# LAVORO RICHIESTO
[a] Trascrivi dal brano sulle truffe agli anziani il tratto che comincia con "La banda aveva" e termina con "prescrizioni del giudice.".
[b] Traduci in inglese questa frase del brano sulle truffe agli anziani: "Ma ieri è arrivata la resa dei conti per i truffatori, con i carabinieri che hanno eseguito 21 misure cautelari al termine di un’indagine coordinata dalla procura di Napoli."
[c] Prosegui il brano sulle truffe agli anziani dal punto in cui si ferma.

# BRANO
↓↓↓

Gli specialisti delle truffe agli anziani agivano come un solo uomo: tutti per uno, uno per tutti. Così erano riusciti a spillare alle vittime almeno 300mila euro tra danaro contante e oggetti di valore, 120mila recuperati in uno scaldabagno dov’erano stati nascosti.
A capo della gang c’era una coppia, Alessandro D’Errico e Antonietta Mascitelli detta “Antonella”. I due si occupavano della logistica, anticipavano le spese per le trasferte e si assicuravano la funzionalità del call center con base all’Arenaccia da cui partivano le telefonate ingannevoli. Nel gruppo c’era anche un minorenne.
Paventavano alle vittime incidenti stradali gravissimi in cui erano coinvolti familiari, che avrebbero addirittura potuto comportare gravi condanne evitabili solo pagando ad horas. Ma ieri è arrivata la resa dei conti per i truffatori, con i carabinieri che hanno eseguito 21 misure cautelari al termine di un’indagine coordinata dalla procura di Napoli.
La banda aveva base il centro storico di Napoli, dove c'erano i trasfertisti, ma si muoveva in tutto il Paese: in Liguria soprattutto, ma anche in Lombardia, Lazio, Calabria, Sicilia. I militari dell’Arma di Genova, in sinergia con quelli di Napoli, hanno documentato 33 truffe per un giro di affari di circa 300mila euro: 27 risultano consumate e sei tentate. I componenti l'associazione a delinquere comunicavano tra loro solo via social e in chat, anche quando erano ai domiciliari, in violazione delle prescrizioni del giudice.

↑↑↑

[Voci tratte da una raccolta]
↓↓↓

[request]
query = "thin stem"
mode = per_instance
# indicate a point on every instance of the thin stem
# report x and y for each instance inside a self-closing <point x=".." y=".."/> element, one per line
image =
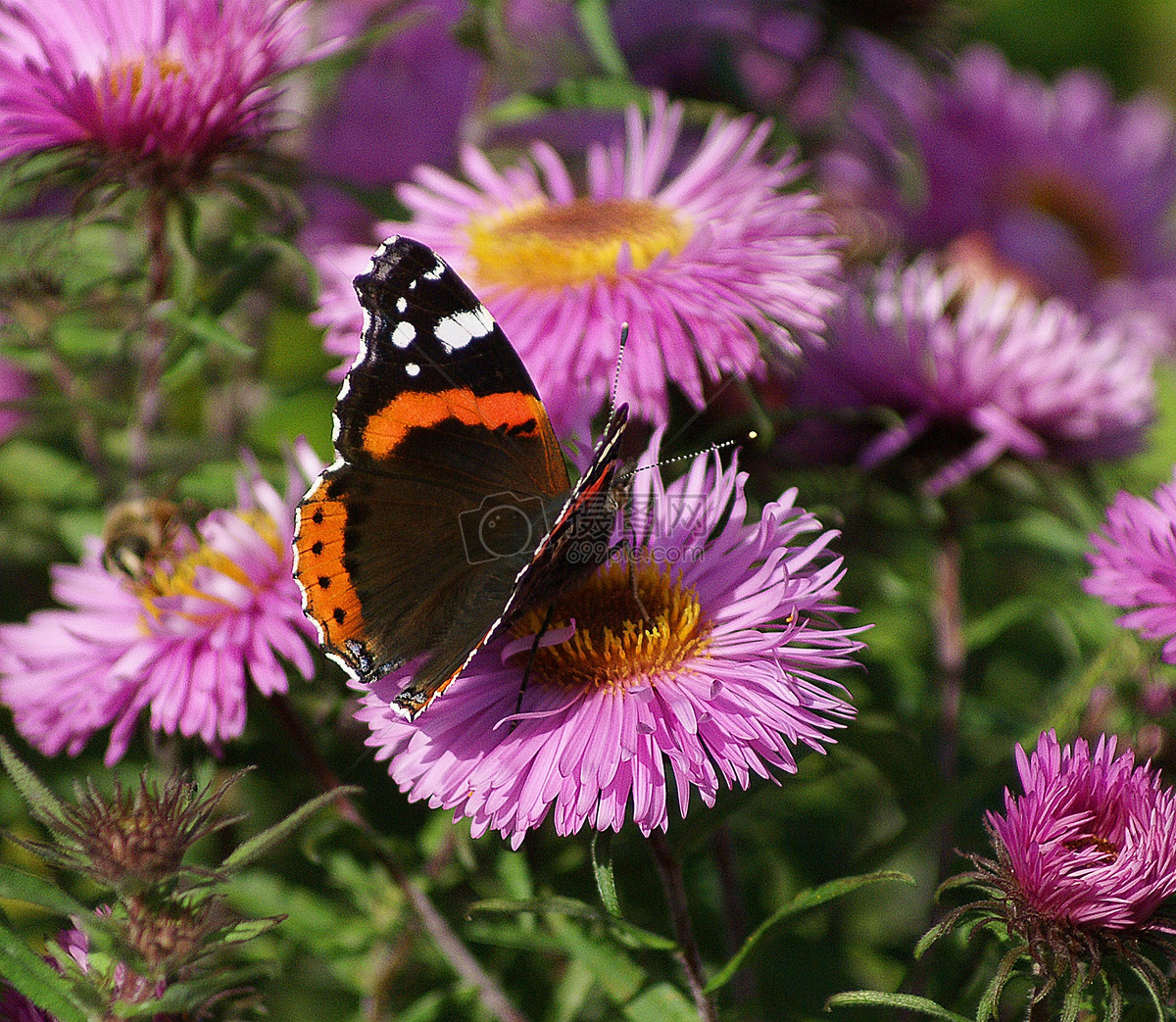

↑↑↑

# RISPOSTE
[a]
La banda aveva base il centro storico di Napoli, dove c'erano i trasfertisti, ma si muoveva in tutto il Paese: in Liguria soprattutto, ma anche in Lombardia, Lazio, Calabria, Sicilia. I militari dell’Arma di Genova, in sinergia con quelli di Napoli, hanno documentato 33 truffe per un giro di affari di circa 300mila euro: 27 risultano consumate e sei tentate. I componenti l'associazione a delinquere comunicavano tra loro solo via social e in chat, anche quando erano ai domiciliari, in violazione delle prescrizioni del giudice.

[b] But yesterday the day of reckoning came for the fraudsters, as the carabinieri carried out 21 precautionary measures at the end of an investigation coordinated by the Naples prosecutor's office.

[c]
Alessandro D’Errico e Antonietta Mascitelli sono ritenuti «soggetti di riferimento per tutti consociati, ai quali fornivano indicazioni sui compiti da assolvere; si occupavano di pagare in anticipo tutte le spese necessarie alle trasferte e in particolare di reperire utenze telefoniche intestate fittiziamente a cittadini extracomunitari, utilizzate per contattare le vittime e per comunicare con i trasfertisti con un sistema a circuito chiuso».
L'organizzazione si assicurava anche la disponibilità de i locali in cui realizzare dei call center per contattare gli anziani e istruire e dirigere gli spostamenti di chi fisicamente si recava poi a casa delle vittime. Nei call center, spesso in b&b, erano impegnate, in modo stabile e quotidiano, almeno tre o quattro persone che avevano il ruolo di telefonisti, che dovevano contattare il numero più ampio possibile di persone.
Anche fino a 500 contatti al giorno, in località preventivamente individuata dai promotori giorno per giorno. I numeri venivano recuperati dai vecchi elenchi distribuiti dai gestori di telefonia fissa. I truffatori infatti si presentavano parlando velocemente, facendo accavallare la voce di presunti parenti nei guai, per far andare in panico le vittime contattate ed esercitando una forte pressione e violenza psicologica.